» **Document passage**
This article originally appeared in Znet.
One of the many disturbing characteristics of dominant American ideology
is the way it deletes radical-democratic beliefs from the official
memory of certain acknowledged great historical personalities.
How many Americans know that the celebrated scientist Albert Einstein
(voted the "Man of the 20th Century" by Time Magazine) was
a self-proclaimed
leftist who wrote an essay titled "Why Socialism" for
the first issue of the venerable Marxist journal Monthly Review?
Probably about as many as who know that Helen Keller (typically
recalled as an example of what people can attain through purely individual
initiative or "self-help") was a radical fan of the Russian
Revolution.
Or that Thomas Jefferson despised the developing state capitalism
of the late 18th and early 19th centuries, warning that it was creating
a new absolutism of concentrated power more dangerous than the one
Americans rebelled against in 1776.
We might also consider the all-too deleted radical egalitarianism
of an itinerant Mediterranean-Jewish peasant named Jesus. Jesus
rejected the dominant classist cultural norms of his time by advocating
and practicing open commensality (the shared taking of food by people
of all classes, races, ethnicities, and genders) and by sharing material
and spiritual gifts across the interrelated hierarchies of social
and geographical place. As biblical scholar John Dominic Crossan
notes, he saw the "Kingdom of God" as "a community
of radical equality, unmediated by established brokers or fixed locations."
Along the way, Jesus is reputed to have said that it was easier for
a camel to pass through the eye of a needle than for a rich man to
enter that kingdom. He condemned the personal accumulation of
earthly treasures and made it clear that God was no respecter of rich
persons. He insisted that one must serve either God or Mammon
and pronounced the poor blessed and inheritors of the earth. (Mathew
19:20-24, 6:19, 6:24.)
Such radical sentiments are largely absent from the vapid, falsely
comforting, reactionary, and institutionalized twaddle that has so
long passed for "Christianity" in corporate America.
Another example of this radical historical whitewashing is provided
by America's own Martin Luther King, Jr., whose "I Have a Dream"
speech is routinely broadcast and praised across the land on the national
holiday named for him. In the official, domesticated version of King's
life, the great civil rights leader sought little more than the overthrow
of Jim Crow segregation and voting rights for blacks in the U.S. South.
Beyond these victories, the "good Negro" that American ideological
authorities wish for King to have been only wanted whites to be nicer
to a select few African-Americans – giving some small number of trusted
blacks highly visible public positions (Secretary of State?), places
on the Ten O'Clock News Team, the right to manage a baseball team
and/or an occasional Academy Award and/or their own television show.
How many Americans know that King was rather unimpressed by his movement's
mid-1960s triumphs over southern racism (and his own 1964 Nobel Prize),
viewing the Voting Rights and Civil Rights Acts as relatively partial
and merely bourgeois accomplishments that dangerously encouraged mainstream
white America to think that the nation's racial problems "were
automatically solved"? How many know that King considered
these early victories to have fallen far short of his deeper objective:
advancing social, economic, political, and racial justice across the
entire nation (including its northern, ghetto-scarred cities) and
indeed around the world?
How many Americans know about the King who followed the defeat of
open racism in the South by "turning North" in an effort
to take the civil rights struggle to a radical new level?

» **Data for processing**

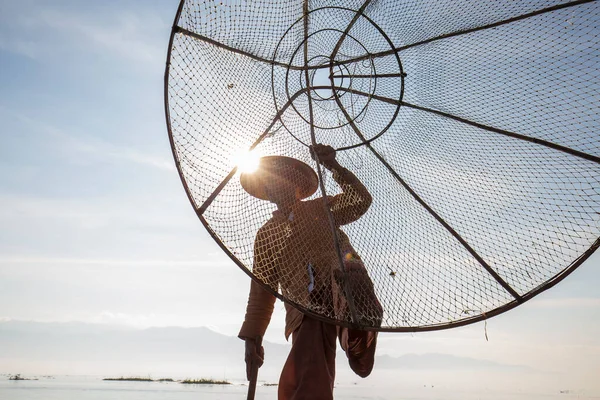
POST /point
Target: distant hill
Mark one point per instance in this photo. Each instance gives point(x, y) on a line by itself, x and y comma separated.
point(79, 348)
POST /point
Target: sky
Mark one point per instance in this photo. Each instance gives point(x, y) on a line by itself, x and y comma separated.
point(95, 225)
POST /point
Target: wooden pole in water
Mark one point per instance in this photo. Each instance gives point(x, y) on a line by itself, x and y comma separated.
point(254, 372)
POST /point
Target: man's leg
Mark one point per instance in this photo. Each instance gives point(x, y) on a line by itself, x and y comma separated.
point(360, 349)
point(309, 372)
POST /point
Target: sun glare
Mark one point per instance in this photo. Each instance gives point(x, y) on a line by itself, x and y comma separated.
point(247, 161)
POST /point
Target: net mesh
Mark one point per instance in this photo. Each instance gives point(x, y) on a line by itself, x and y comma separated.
point(467, 143)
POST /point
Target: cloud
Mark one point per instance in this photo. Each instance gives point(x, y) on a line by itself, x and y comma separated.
point(80, 146)
point(50, 33)
point(572, 302)
point(140, 263)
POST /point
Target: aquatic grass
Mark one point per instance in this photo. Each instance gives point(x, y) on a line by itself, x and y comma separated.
point(204, 381)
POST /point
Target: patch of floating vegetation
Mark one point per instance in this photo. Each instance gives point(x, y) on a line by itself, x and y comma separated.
point(204, 381)
point(130, 379)
point(18, 377)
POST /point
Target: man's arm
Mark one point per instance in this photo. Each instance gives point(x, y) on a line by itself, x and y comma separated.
point(260, 302)
point(355, 199)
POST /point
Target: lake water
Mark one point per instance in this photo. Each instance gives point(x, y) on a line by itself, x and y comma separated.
point(94, 388)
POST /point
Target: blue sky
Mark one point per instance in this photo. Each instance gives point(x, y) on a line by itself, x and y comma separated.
point(95, 224)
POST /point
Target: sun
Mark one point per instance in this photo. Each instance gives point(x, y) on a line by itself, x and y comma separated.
point(246, 161)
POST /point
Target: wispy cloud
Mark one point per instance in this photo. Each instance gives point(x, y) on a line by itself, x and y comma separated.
point(40, 32)
point(81, 146)
point(571, 302)
point(142, 263)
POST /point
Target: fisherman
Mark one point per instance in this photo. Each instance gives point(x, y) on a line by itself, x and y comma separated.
point(296, 251)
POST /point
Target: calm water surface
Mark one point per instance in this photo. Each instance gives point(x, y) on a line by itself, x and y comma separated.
point(93, 388)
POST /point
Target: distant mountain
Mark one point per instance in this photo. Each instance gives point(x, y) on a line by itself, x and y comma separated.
point(79, 348)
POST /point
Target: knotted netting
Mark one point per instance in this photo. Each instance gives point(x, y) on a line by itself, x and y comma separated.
point(467, 131)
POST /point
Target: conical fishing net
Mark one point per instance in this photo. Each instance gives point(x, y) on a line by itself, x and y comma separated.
point(468, 133)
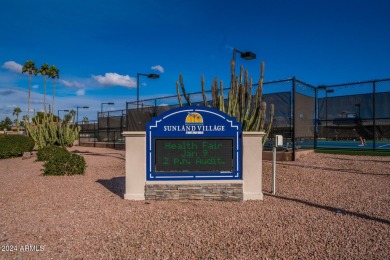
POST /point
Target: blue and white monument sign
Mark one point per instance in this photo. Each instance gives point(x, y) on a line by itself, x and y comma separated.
point(194, 143)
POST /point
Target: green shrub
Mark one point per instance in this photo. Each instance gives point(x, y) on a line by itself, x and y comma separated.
point(15, 145)
point(65, 164)
point(48, 152)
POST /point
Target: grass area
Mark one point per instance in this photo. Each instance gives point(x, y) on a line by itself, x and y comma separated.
point(366, 152)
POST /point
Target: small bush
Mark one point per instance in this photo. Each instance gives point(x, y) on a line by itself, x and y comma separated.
point(48, 152)
point(15, 145)
point(65, 164)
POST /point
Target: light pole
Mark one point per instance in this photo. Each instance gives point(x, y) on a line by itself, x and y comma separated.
point(77, 113)
point(358, 106)
point(58, 112)
point(247, 55)
point(150, 76)
point(106, 103)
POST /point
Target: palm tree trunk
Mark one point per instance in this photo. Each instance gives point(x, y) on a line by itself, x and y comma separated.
point(44, 94)
point(29, 95)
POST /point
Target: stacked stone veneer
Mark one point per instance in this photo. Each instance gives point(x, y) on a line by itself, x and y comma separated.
point(199, 191)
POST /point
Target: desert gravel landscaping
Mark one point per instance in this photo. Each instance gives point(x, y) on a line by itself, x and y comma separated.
point(326, 207)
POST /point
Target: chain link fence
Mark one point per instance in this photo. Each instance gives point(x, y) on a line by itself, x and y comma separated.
point(354, 115)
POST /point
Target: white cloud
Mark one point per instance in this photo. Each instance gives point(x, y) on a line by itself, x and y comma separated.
point(158, 68)
point(12, 66)
point(114, 79)
point(71, 84)
point(80, 92)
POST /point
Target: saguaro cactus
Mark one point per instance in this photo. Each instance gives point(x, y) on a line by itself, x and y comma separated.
point(248, 109)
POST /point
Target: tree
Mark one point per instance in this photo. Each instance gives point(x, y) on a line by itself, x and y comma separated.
point(85, 120)
point(5, 124)
point(41, 115)
point(54, 74)
point(29, 67)
point(73, 114)
point(67, 118)
point(44, 70)
point(16, 113)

» **Set tasks**
(a) For each statement, say whether it agrees with the article about forgotten radical beliefs. Answer yes or no, and quote the article's deciding words exactly. (i) Einstein wrote an essay called "Why Socialism" for the first issue of Monthly Review. (ii) Thomas Jefferson praised the developing state capitalism of his era. (iii) King received a Nobel Prize in 1964.
(b) Rename "Target" to "Object" in the rows, starting at the start of the rows and going on through the line with "point(18, 377)". Reproduce those lines with nothing else changed, and leave the pictures out.
The article and the rows are unrelated material.

» **Solutions to the problems**
(a)
(i) Yes: "a self-proclaimed leftist who wrote an essay titled "Why Socialism" for the first issue of the venerable Marxist journal Monthly Review"
(ii) No: "Thomas Jefferson despised the developing state capitalism"
(iii) Yes: "his own 1964 Nobel Prize"

(b)
POST /point
Object: distant hill
Mark one point per instance in this photo. Each instance gives point(x, y) on a line by itself, x and y comma separated.
point(79, 348)
POST /point
Object: sky
Mark one point per instance in this photo. Each instance gives point(x, y) on a line by itself, x and y comma separated.
point(95, 225)
POST /point
Object: wooden pole in water
Mark one point per instance in this photo. Each instance gives point(x, y) on a line by itself, x and y comma separated.
point(254, 372)
POST /point
Object: man's leg
Mark one point per instance in this photo. Each instance gives point(x, y) on a line by itself, x and y comma separated.
point(360, 349)
point(309, 372)
POST /point
Object: sun glare
Mark one point per instance in this photo. Each instance gives point(x, y) on a line by itself, x and y comma separated.
point(247, 161)
POST /point
Object: net mesh
Mark one point per instance in this photo. Each instance gives point(x, y) on a line by itself, x and y comma separated.
point(467, 143)
POST /point
Object: cloud
Mark one point per instance in this photo. Each instance gives point(x, y) on a line by itself, x and y comma separated.
point(80, 146)
point(50, 33)
point(572, 302)
point(140, 263)
POST /point
Object: aquatic grass
Mark one point per instance in this photo. Each instance gives point(x, y) on a line by itself, x and y comma separated.
point(204, 381)
POST /point
Object: patch of floating vegetation
Mark one point per instance in this photo. Each instance gives point(x, y) on a line by itself, x and y comma separated.
point(204, 381)
point(130, 379)
point(18, 377)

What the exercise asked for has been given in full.